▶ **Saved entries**
---

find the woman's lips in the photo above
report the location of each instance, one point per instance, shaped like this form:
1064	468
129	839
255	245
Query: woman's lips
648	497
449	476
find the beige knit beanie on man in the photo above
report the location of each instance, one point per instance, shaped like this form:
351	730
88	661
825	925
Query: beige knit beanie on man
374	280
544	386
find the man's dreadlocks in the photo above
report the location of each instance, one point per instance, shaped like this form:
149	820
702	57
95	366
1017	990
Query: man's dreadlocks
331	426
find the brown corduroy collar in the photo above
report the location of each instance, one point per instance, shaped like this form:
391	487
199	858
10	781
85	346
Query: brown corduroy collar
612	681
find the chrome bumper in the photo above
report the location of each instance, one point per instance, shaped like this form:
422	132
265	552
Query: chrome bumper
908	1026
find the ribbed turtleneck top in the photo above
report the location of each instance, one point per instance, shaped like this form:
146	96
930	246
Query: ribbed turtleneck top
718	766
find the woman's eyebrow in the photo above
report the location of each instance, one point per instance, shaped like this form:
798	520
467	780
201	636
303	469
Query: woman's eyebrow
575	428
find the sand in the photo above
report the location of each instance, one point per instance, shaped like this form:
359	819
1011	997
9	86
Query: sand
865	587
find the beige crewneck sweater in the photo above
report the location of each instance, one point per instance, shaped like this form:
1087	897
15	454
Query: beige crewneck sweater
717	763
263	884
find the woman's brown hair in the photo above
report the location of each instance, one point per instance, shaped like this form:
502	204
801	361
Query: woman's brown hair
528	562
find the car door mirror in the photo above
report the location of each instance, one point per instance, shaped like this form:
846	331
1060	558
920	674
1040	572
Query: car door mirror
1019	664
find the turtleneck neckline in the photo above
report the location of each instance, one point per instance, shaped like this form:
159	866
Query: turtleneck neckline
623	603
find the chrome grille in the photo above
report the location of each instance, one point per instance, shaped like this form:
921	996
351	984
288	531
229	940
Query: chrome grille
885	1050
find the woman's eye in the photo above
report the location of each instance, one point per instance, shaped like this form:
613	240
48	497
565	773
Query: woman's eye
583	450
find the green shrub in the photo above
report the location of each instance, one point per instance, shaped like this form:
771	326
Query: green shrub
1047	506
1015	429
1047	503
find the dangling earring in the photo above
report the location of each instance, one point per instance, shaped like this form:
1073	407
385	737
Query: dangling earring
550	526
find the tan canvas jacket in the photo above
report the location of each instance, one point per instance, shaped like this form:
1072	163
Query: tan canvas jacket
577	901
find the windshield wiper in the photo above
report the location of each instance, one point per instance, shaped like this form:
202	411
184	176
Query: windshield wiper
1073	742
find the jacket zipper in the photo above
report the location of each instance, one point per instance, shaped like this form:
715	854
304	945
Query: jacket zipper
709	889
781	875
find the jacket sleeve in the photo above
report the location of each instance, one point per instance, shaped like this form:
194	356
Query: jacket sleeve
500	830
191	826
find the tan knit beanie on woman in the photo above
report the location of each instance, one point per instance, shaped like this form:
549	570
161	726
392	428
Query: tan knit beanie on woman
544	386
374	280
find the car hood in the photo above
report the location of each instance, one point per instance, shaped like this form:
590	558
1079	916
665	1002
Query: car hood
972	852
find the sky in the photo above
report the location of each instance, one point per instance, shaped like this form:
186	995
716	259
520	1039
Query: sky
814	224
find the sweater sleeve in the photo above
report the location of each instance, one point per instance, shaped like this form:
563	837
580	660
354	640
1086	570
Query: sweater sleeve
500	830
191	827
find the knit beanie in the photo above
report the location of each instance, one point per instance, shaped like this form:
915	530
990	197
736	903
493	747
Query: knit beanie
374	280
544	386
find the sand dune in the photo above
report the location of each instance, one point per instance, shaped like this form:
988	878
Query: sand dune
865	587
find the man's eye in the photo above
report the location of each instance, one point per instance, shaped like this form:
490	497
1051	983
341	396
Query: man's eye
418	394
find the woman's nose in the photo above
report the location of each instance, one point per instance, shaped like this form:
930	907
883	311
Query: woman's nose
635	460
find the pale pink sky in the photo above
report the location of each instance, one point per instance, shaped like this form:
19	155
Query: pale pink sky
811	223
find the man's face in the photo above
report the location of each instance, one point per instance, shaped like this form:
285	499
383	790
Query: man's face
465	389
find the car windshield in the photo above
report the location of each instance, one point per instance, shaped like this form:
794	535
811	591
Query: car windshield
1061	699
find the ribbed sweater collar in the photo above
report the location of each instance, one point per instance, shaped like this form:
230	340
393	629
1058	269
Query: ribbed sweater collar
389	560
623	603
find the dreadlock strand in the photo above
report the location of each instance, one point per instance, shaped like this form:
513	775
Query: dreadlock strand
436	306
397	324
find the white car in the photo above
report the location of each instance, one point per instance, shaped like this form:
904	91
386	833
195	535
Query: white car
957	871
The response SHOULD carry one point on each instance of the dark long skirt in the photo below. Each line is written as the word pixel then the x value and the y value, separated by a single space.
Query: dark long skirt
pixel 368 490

---

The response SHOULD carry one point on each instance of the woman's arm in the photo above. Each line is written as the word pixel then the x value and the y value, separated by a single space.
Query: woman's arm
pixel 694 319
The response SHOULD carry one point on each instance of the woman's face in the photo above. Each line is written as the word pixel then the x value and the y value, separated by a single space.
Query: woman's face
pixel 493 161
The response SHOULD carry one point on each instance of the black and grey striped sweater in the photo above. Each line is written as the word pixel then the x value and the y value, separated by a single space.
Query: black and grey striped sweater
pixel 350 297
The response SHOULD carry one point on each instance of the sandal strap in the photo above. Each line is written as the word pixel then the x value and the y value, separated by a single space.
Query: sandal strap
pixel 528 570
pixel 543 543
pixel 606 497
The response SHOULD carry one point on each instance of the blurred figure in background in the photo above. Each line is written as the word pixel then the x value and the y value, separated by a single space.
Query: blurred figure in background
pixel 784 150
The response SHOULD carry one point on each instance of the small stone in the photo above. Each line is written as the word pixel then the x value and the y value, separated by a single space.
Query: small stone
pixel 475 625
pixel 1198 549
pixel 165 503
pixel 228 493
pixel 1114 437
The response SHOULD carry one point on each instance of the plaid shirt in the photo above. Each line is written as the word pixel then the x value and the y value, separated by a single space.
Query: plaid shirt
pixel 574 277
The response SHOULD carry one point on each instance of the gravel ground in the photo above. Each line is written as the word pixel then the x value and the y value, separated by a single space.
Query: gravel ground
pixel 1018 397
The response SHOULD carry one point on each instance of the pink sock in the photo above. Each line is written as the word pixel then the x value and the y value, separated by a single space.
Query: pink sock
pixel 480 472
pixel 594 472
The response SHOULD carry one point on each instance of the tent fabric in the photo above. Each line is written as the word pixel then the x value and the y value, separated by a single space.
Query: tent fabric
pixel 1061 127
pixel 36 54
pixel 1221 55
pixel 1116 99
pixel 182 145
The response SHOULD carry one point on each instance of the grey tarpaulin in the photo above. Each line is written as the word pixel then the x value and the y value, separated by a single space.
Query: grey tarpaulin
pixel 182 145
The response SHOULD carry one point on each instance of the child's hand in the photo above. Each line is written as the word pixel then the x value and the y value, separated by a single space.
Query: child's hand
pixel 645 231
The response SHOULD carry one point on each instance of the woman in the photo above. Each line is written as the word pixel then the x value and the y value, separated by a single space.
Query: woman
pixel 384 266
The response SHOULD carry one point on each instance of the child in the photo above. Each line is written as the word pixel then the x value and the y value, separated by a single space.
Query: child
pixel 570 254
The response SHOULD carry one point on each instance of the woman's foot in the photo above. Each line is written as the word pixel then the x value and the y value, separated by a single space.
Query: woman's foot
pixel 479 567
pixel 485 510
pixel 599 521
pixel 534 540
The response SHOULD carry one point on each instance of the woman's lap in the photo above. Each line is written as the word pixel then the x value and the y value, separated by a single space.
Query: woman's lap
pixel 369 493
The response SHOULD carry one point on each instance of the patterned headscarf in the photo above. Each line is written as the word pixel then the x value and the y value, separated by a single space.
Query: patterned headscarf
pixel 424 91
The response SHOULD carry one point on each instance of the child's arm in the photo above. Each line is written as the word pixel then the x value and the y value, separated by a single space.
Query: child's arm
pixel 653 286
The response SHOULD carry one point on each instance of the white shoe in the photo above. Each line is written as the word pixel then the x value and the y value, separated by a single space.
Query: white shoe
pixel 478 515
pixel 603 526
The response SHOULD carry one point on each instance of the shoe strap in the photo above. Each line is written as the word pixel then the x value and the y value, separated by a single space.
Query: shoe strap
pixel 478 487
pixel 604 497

---

▶ **Exercise**
Please rewrite the data as a numbered list, starting with the line that contains "the child in" and continuing through the line that contains "pixel 369 493". Include both of those lines and leave out any blank lines.

▶ **Answer for the task**
1. The response SHOULD carry one point on each instance of the child in the photo above. Each line is written as the word pixel then the x value and the y value, separated by a single space.
2. Query: child
3. pixel 570 254
4. The response SHOULD carry one point on each instance of the woman's foot in the photo above. Each line is written as the word pixel then the x value and the y value, separated by a single space.
5. Query: woman's foot
6. pixel 479 567
7. pixel 485 510
8. pixel 599 521
9. pixel 534 540
10. The response SHOULD carry one point on each instance of the woman's lap in the photo above. Each line is written as the word pixel then the x value and the y value, separated by a single space.
11. Query: woman's lap
12. pixel 369 493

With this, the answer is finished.